練習問題 ->
**a)** 脳卒中のコラムで、「FAST」の4つの文字がそれぞれ何を表しているか、全部書き出してください。
**b)** 脳卒中のコラムでは、一過性脳虚血発作が起きたあと何時間以内に本格的な脳梗塞を起こすおそれが高いとしていますか。
**c)** 脳卒中のコラムの本文を、最後の文のあとから書き継いでください。

もとの文章 ->
.....
全国共済お役立ちコラム

脳卒中、原因は意外と身近に…?

2020-11-3

さて前回のコラムにて、脳卒中についての実際の患者数や、予後の生活などを数字で見てきました。日本人の死因で、脳卒中は三大疾病の中で最下位の3位にはなるものの、幸い死を免れたとしても、罹患前と同じような生活が出来なくなる可能性が決して低くはないという事がわかりました。
では、この脳卒中の原因は何なのでしょうか?
早期で気付く事ができる前兆はあるのでしょうか?
そして罹らない為の予防法はあるのでしょうか?
という事で、今回は脳卒中に焦点を当てて見ていきたいと思います。

脳卒中の前兆サインはあるの?

どんな病気でも、早期発見できるに越した事はありませんよね。では、突然襲ってくるイメージのあるこの脳卒中。一体前触れのサインはあるのでしょうか。見逃さないよう、しっかり理解しておきましょう。

◎このようなサインはありませんか?
・急にろれつが回らない、言葉が出てこない
・片足を引きずって歩いたり、片手片足に力が入らず上手く動かない。
・力が入らず(脱力感)、歩けない
・顔半分にしびれ、動かない
・突然、片方の目が見えなくなる、または物が二重・欠けて見えたりする
・突然、激しい頭痛に襲われる
・急にめまいがした

脳卒中は症状が出てから2時間以内の行動が最も重要です。このような症状が現れた場合は、躊躇せずに救急車を呼びましょう。

◎「FAST(ファスト)」とは?
脳卒中の前兆がないか、「FAST」を確認しましょう。FASTとは、

F=Face(顔)
A=Arms(腕)
S=Speech(話す、言葉など)
T=Time(時間)

の事です。
以下をチェックしてみましょう。

【顔】
笑ってください。
・片方の顔が下がっていませんか?
・口角が下がっていませんか?

【腕】
両手を挙げてください。
・片方の手が下がっていませんか?
・上がった状態で維持できず下がってしまっていませんか?

【話す、言葉など】
簡単な文章を言ってみてください。
・ろれつが回っていませんか?
・言葉がすんなり出てきませんか?
・言葉が理解できませんか?

以上の確認をして、1つでも当てはまるようであれば脳卒中の可能性が高いです。先ほども述べた通り、脳卒中を疑ったらすぐに救急車を呼ぶか、大きな病院を受診しましょう。

◎一過性脳虚血発作にも要注意!
一過性脳虚血発作とは、脳卒中の中の1つである「脳梗塞」と同じ症状が起こりますが、一時的であり短時間で消失するものです。30分程で治まってしまう場合が多い為、日常的な不調と勘違いして見過ごされてしまうケースが多いのですが、実はこの一過性脳虚血発作が起こると48時間以内に本格的な脳梗塞を引き起こす可能性が高く、非常に危険です。
.....
元データ ->
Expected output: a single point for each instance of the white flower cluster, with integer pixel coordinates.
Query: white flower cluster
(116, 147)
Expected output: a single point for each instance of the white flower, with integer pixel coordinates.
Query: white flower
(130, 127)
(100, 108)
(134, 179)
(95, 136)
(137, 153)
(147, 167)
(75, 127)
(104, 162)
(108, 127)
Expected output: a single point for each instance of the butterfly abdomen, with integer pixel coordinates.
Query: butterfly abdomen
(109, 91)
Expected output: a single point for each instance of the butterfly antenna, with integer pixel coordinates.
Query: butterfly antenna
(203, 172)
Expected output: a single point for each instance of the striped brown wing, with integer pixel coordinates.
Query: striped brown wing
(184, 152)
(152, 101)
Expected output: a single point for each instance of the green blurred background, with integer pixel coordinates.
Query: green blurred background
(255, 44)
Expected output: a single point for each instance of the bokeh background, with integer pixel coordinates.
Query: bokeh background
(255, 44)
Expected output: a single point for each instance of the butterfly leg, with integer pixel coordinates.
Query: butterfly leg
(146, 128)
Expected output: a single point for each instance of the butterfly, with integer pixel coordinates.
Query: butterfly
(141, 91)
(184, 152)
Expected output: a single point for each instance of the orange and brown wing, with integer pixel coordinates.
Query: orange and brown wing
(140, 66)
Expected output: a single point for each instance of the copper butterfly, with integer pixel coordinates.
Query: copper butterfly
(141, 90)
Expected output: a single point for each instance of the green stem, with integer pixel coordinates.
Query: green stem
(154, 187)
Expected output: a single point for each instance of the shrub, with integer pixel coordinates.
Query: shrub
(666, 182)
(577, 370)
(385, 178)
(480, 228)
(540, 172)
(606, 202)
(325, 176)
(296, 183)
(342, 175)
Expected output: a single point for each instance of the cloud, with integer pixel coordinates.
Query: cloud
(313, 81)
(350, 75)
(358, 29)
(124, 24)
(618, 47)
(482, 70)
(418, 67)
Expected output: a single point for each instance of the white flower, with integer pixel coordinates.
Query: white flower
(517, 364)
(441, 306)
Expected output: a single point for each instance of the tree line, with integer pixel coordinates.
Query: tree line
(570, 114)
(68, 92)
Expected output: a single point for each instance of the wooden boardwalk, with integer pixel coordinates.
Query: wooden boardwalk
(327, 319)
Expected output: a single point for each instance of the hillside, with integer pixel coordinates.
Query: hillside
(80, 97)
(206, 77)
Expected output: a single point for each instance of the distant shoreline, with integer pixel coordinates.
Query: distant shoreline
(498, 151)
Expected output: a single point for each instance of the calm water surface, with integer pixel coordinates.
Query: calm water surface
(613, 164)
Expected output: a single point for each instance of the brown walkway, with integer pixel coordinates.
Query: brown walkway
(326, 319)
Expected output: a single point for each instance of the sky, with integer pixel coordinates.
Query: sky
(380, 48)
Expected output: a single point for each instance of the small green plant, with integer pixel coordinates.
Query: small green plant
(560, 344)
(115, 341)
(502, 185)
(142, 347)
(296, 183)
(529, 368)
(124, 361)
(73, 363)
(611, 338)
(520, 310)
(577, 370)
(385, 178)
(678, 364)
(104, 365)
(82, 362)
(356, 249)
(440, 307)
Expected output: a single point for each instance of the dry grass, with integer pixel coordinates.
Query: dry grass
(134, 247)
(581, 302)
.....
問題の答え ->
**a)**
F=Face(顔)
A=Arms(腕)
S=Speech(話す、言葉など)
T=Time(時間)

**b)** 48時間以内です。

**c)**
短時間であっても、最初に記したような症状が出た場合はすぐに脳卒中を疑いましょう。

また、以下のような日常的な不調が良く出る場合も、念のため一度病院を受診した方が良いでしょう。

・突然の頭痛や肩こり
・めまいや耳鳴り、手足のしびれがよく起こる
・障害物がない所でつまずく
・階段などの段差で足がひっかかる
・顔や唇がしびれているように感じる
・飲み物や食べ物が飲み込みにくい など

脳卒中の原因は?

脳卒中には3種類ある事はお話してきましたね(脳梗塞・脳出血・くも膜下出血)。
脳梗塞は脳の血管が詰まって血流が悪くなる(または途絶える)事が原因で起こり、脳出血は脳の血管が破れる事が原因となります。くも膜下出血も、脳出血と同じで血管が破れる事が原因となりますが、脳を保護する3層の膜(硬膜、くも膜、軟膜)の、くも膜と軟膜の間のすきまで起こるのが特徴です。

では、そもそもどうしてこのような血管のトラブルが起きてしまうのでしょうか。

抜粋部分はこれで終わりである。